**Excerpted passage:**
* START *

Nguyen v Official Trustee
[2002] FMCA 330
•9 December 2002
FEDERAL MAGISTRATES COURT OF AUSTRALIA
| NGUYEN v OFFICIAL TRUSTEE | [2002] FMCA 330 |
| BANKRUPTCY – Annulment application – whether discretion to make order for Trustee’s costs, charges and expenses pursuant to s.154(1)(b) of the Bankruptcy Act – whether discretion to defer order pending arrangements to pay creditors or trustee’s costs. |
Bankruptcy Act 1966, ss.153B, 154(1)(b)
Kathleen Wong; ex parte Wong v Robinson (unreported delivered on 15 September 1995)
Re Raymond; ex parte Raymond (1992) FCR 424
Re Griffiths; ex parte Huntley (1892) 3 BC (NSW) 6
| Applicant: | VAN LO NGUYEN |
| Respondent: | OFFICIAL TRUSTEE |
| File No: | MZ 1119 of 2002 |
| Delivered on: | 9 December 2002 |
| Delivered at: | Melbourne |
| Hearing Date: | 9 December 2002 |
| Judgment of: | McInnis FM |
REPRESENTATION
| Counsel for the Applicant: | Mr P. Gillett |
| Solicitors for the Applicant: | Consumer Credit Legal Service |
| Counsel for the Respondent: | Mr M. Galvin |
| Solicitors for the Respondent: | Official Trustee |
ORDERS
The bankruptcy of the applicant pursuant to the sequestration order made on 16 July 2002 is annulled.
The sequestration order made on 16 July 2002 be set aside.
That there be no order as to costs.
| FEDERAL MAGISTRATES COURT OF AUSTRALIA AT MELBOURNE |
MZ 1119 of 2002
| VAN LO NGUYEN |
Applicant
And
| OFFICIAL TRUSTEE |
Respondent
REASONS FOR JUDGMENT
This is an application for annulment of bankruptcy by Van Lo Nguyen, who is the applicant, against the respondent, Official Trustee. The application was filed on the 4th day of November 2002.
By an amended application for annulment of bankruptcy filed 15 November 2002, the applicant on the grounds of the accompanying affidavit material seeks orders that
(1)the bankruptcy of the applicant pursuant to a sequestration order made on 16 July 2002 is annulled;
(2)the sequestration order made on 16 July 2002 is set aside;
(3)that there be no order as to costs; and
(4)such other orders as the court sees fit.
It is clear from the material that in this application the sequestration order which was made on 16 July 2002 was an order based upon a creditor's petition by the then applicant creditor, Bendigo Bank Ltd. The amount said to be owing the petitioning creditor was $19,712.97.
When this matter was called on for hearing this day, there was no appearance for the petitioning creditor and indeed no appearance from any other creditors. Mr Galvin, however, sought to appear for the Official Trustee and had provisionally not opposed the making of the orders for annulment of the bankruptcy and/or setting aside the sequestration order made on 16 July 2002.

* END *

**Items:**

* START *

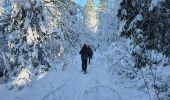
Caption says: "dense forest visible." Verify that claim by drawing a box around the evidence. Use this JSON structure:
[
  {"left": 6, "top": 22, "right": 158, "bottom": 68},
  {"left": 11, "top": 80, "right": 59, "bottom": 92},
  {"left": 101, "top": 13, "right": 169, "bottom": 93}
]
[{"left": 0, "top": 0, "right": 170, "bottom": 100}]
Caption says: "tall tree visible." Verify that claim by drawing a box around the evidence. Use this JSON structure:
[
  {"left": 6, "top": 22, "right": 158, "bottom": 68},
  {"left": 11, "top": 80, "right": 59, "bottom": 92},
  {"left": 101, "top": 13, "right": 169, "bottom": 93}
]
[
  {"left": 98, "top": 0, "right": 107, "bottom": 11},
  {"left": 84, "top": 0, "right": 97, "bottom": 31}
]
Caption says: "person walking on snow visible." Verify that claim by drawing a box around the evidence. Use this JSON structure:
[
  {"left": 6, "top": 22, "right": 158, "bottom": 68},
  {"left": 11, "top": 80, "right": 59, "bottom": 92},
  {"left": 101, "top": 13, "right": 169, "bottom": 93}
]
[
  {"left": 87, "top": 46, "right": 93, "bottom": 64},
  {"left": 79, "top": 44, "right": 89, "bottom": 73}
]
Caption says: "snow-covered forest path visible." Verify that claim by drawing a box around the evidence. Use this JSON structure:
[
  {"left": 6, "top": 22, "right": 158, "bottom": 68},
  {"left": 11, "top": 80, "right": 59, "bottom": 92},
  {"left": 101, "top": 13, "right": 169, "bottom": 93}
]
[{"left": 0, "top": 46, "right": 148, "bottom": 100}]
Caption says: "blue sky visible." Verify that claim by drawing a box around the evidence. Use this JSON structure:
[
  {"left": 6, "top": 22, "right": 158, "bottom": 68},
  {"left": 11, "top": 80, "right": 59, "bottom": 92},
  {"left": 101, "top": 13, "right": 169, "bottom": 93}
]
[{"left": 75, "top": 0, "right": 99, "bottom": 6}]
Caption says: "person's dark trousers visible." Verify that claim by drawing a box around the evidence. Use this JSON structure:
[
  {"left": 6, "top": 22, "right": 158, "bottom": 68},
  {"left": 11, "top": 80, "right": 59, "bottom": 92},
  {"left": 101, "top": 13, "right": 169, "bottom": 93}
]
[
  {"left": 82, "top": 59, "right": 87, "bottom": 72},
  {"left": 89, "top": 57, "right": 91, "bottom": 64}
]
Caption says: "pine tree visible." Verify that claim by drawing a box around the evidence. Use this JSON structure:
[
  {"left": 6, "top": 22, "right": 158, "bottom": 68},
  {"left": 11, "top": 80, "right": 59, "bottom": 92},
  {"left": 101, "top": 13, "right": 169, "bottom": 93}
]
[
  {"left": 84, "top": 0, "right": 97, "bottom": 31},
  {"left": 98, "top": 0, "right": 107, "bottom": 11},
  {"left": 118, "top": 0, "right": 170, "bottom": 68}
]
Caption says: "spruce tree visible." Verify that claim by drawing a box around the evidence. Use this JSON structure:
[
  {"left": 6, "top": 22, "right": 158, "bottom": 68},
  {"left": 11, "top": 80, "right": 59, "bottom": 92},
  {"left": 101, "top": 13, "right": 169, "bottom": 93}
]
[{"left": 84, "top": 0, "right": 97, "bottom": 31}]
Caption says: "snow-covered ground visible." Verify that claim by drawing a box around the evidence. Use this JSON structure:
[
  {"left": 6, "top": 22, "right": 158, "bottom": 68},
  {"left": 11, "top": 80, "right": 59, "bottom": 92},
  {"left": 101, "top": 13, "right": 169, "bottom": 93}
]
[{"left": 0, "top": 43, "right": 149, "bottom": 100}]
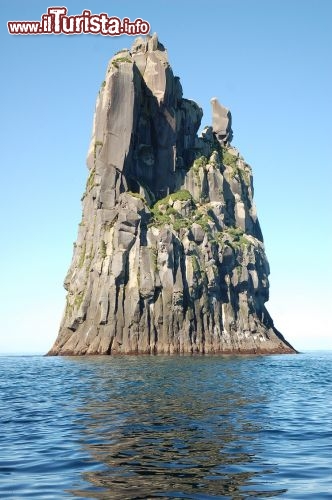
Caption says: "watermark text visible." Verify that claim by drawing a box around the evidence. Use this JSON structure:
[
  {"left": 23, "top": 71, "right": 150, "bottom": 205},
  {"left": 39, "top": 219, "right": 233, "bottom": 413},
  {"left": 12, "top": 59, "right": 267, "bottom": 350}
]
[{"left": 7, "top": 7, "right": 150, "bottom": 36}]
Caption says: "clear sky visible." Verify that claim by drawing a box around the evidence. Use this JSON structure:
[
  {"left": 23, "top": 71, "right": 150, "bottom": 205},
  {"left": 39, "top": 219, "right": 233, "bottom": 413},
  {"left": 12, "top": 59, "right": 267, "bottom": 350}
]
[{"left": 0, "top": 0, "right": 332, "bottom": 353}]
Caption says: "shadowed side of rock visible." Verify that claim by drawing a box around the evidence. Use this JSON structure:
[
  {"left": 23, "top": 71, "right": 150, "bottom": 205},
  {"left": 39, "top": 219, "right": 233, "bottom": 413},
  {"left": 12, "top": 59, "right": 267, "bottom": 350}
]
[{"left": 49, "top": 35, "right": 294, "bottom": 355}]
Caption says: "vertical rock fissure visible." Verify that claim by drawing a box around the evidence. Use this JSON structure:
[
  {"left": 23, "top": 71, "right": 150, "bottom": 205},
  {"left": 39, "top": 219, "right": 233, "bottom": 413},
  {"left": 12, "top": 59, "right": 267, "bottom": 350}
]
[{"left": 49, "top": 35, "right": 294, "bottom": 355}]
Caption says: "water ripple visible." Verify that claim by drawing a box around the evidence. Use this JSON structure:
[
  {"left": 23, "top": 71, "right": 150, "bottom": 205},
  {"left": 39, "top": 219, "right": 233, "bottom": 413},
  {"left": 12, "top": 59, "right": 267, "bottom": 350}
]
[{"left": 0, "top": 353, "right": 332, "bottom": 500}]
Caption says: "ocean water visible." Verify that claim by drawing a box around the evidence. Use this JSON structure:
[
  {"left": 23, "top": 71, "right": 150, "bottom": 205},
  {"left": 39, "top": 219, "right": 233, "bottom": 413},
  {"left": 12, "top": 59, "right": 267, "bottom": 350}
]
[{"left": 0, "top": 352, "right": 332, "bottom": 500}]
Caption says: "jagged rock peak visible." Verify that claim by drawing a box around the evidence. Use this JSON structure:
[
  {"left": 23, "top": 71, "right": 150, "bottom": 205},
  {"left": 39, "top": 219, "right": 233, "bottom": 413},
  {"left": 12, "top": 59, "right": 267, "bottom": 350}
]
[
  {"left": 49, "top": 35, "right": 294, "bottom": 355},
  {"left": 211, "top": 97, "right": 233, "bottom": 144}
]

* END *

**Set task:** Carry on the bankruptcy annulment judgment above, starting right after its last sentence.

**Response:**
A substantive issue before this court which has been agitated for and on behalf of the Official Trustee was that this court ought to consider making an annulment order under section 153B of the Bankruptcy Act (1966) (the Act), the further entitlement that the trustee has under section 154(1)(b) of the Bankruptcy Act. That subsection provides as follows:
“(1)If the bankruptcy of a person (…..) is annulled under this Division:
….
(b) the trustee may apply the property of the former bankrupt still vested in the trustee in payment of the costs, charges and expenses of the administration of the bankruptcy including the remuneration and expenses of the trustee”.
It is submitted for and on behalf of the trustee that in considering whether I should make an order annulling the bankruptcy I should have regard to the discretion which it is said the court has in relation to whether or not I simply defer making the order and, upon deferring that order, should consider indicating to the applicant that in the absence of appropriate arrangements to be made by the applicant for payment of the trustee's charges, costs and expenses, I should then indicate that the annulment order would not be made unless that appropriate arrangement has been reached in the intervening period.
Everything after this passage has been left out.